— start of Records provided —
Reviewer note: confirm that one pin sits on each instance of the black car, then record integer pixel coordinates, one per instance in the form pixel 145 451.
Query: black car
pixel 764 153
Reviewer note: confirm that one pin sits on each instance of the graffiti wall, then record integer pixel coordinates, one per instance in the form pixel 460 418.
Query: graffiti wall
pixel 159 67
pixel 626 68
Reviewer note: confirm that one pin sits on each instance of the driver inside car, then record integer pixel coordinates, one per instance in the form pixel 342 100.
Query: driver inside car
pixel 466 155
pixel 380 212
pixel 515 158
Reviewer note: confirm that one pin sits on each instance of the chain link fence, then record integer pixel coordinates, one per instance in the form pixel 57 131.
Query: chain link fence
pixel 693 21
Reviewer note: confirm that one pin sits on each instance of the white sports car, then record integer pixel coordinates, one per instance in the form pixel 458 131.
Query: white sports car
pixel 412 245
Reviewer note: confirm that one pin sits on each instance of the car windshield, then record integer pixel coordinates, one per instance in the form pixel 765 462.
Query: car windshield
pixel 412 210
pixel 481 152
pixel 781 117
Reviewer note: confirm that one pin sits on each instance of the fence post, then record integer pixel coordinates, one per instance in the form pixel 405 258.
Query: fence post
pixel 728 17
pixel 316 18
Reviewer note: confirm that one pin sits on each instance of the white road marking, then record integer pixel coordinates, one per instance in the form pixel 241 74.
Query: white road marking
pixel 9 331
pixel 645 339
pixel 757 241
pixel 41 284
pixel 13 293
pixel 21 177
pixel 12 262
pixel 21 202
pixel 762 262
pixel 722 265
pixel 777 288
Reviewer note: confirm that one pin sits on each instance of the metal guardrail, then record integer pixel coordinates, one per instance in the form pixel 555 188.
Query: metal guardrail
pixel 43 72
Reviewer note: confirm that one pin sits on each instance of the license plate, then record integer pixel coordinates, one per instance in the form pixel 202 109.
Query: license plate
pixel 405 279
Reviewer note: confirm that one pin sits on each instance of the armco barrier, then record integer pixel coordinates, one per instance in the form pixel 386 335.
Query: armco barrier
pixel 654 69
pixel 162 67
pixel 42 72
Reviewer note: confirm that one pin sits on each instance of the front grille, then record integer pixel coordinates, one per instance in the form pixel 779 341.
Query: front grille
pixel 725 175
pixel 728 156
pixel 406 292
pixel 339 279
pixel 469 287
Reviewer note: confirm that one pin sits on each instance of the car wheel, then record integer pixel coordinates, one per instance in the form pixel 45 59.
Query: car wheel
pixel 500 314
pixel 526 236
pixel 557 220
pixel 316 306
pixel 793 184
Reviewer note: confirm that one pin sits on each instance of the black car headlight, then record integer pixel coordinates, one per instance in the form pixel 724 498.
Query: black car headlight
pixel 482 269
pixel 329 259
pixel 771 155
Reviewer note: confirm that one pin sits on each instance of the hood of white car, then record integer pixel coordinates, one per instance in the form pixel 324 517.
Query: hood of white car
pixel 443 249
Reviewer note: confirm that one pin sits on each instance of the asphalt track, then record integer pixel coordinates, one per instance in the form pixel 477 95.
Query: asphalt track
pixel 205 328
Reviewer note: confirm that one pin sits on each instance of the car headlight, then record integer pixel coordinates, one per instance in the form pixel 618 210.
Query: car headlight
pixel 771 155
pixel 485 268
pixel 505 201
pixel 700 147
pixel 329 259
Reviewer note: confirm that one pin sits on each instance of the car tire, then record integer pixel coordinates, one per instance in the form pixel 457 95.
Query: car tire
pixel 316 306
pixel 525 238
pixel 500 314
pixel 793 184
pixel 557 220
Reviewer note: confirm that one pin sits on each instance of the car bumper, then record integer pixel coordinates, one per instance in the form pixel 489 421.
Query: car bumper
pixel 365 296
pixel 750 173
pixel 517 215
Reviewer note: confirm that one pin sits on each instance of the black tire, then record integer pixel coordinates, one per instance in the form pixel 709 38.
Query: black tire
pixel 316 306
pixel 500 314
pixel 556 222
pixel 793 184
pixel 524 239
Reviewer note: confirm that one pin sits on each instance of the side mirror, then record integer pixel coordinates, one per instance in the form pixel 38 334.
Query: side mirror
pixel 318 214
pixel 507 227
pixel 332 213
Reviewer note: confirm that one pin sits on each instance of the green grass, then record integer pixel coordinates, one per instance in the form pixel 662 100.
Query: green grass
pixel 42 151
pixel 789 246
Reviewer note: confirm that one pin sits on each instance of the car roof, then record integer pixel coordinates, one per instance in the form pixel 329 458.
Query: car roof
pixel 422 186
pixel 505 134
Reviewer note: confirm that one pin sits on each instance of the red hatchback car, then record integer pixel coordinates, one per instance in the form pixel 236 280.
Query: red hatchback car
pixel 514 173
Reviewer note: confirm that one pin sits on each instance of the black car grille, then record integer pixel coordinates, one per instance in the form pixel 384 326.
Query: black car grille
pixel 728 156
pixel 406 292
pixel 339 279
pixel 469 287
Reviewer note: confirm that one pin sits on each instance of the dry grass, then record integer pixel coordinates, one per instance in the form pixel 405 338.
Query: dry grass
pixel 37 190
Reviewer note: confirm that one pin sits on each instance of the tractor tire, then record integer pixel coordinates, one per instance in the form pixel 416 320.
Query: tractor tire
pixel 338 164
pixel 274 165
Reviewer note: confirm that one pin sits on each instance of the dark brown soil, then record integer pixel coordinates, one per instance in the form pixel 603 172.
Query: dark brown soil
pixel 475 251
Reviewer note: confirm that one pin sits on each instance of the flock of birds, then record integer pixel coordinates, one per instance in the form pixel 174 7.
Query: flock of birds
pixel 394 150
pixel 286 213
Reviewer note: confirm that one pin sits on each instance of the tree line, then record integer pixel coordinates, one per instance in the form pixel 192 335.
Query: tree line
— end of Records provided —
__Brief__
Print everything from the start of the listing above down to the line containing "pixel 626 68", both ends included, with each line copied exactly.

__Response to this task__
Reviewer note: confirm that one pin sits on each instance of the black car, then record integer pixel coordinates, one per instance in the form pixel 145 451.
Query: black car
pixel 764 153
Reviewer note: confirm that one pin sits on each instance of the graffiti wall, then record integer pixel coordinates, one per instance in the form pixel 460 418.
Query: graffiti wall
pixel 159 67
pixel 626 68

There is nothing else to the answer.